▶ _Testo riportato_:
_ _ _ _ _

Le delegazioni dell'Unione Europea e della Corea del Sud si incontreranno lunedì prossimo a Seul per trovare una soluzione amichevole alla questione della cantieristica navale. Il meeting durerà tre giorni, nel corso dei quali i rappresentanti europei accuseranno nuovamente la Corea di aver distorto il mercato con la vendita di navi a prezzi che non coprono i costi di produzione. Si tratta di uno degli ultimi tentativi di risolvere la situazione senza dover ricorrere all'arbitrato della World Trade Organization: la Commissione Europea, con l'avvallo del Consiglio dei ministri dell'industria, ha fissato la scadenza del prossimo 30 giugno per trovare un accordo negoziato con la controparte coreana, poi verrà avviato il ricorso alla WTO (inforMARE dell'8 e del 16 maggio 2001).
L'incontro della prossima settimana si presenta estremamente difficile. L'industria coreana ha respinto in blocco le accuse dell'UE. La Korea Shipbuilders' Association (KSA) ha infatti bocciato senza appello il contenuto del quarto rapporto sulla cantieristica dell'UE (inforMARE del 2 maggio 2001), replicando punto su punto.

_ _ _ _ _

▶ _Voci fornite_:
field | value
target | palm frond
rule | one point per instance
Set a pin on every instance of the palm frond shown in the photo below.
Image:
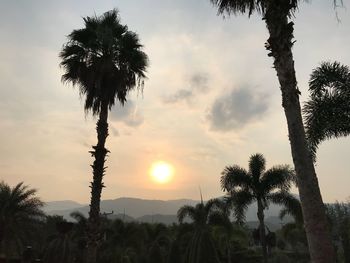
(277, 177)
(249, 6)
(327, 112)
(104, 60)
(186, 211)
(234, 176)
(291, 205)
(240, 201)
(257, 164)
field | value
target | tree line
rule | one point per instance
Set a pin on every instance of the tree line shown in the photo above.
(105, 61)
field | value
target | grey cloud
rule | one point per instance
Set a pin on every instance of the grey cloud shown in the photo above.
(180, 95)
(128, 114)
(197, 83)
(115, 132)
(237, 109)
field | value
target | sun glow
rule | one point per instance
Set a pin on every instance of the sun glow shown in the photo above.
(161, 172)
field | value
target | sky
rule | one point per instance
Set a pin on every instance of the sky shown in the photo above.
(211, 99)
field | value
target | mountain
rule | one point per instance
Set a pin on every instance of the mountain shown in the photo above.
(156, 211)
(61, 205)
(132, 207)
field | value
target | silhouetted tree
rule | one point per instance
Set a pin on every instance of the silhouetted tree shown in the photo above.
(104, 59)
(277, 17)
(327, 112)
(260, 185)
(20, 216)
(201, 247)
(339, 219)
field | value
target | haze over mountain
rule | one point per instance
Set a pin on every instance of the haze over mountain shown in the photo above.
(150, 211)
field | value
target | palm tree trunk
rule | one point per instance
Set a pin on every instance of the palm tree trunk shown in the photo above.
(99, 152)
(280, 44)
(262, 233)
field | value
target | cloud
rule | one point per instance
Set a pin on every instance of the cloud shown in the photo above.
(127, 114)
(197, 83)
(237, 109)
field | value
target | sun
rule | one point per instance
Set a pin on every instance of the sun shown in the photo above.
(161, 172)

_ _ _ _ _

▶ _Compiti_:
a - Riporti il passo del testo sulla cantieristica navale che comincia con "L'incontro della prossima" e prosegue fino a "punto su punto.".
b - Indichi soltanto il numero di righe delle voci in cui compare la parola "over".
Il testo e le voci non hanno alcun legame tra loro.

▶ _Risposte per compito_:
a -
L'incontro della prossima settimana si presenta estremamente difficile. L'industria coreana ha respinto in blocco le accuse dell'UE. La Korea Shipbuilders' Association (KSA) ha infatti bocciato senza appello il contenuto del quarto rapporto sulla cantieristica dell'UE (inforMARE del 2 maggio 2001), replicando punto su punto.

b - 2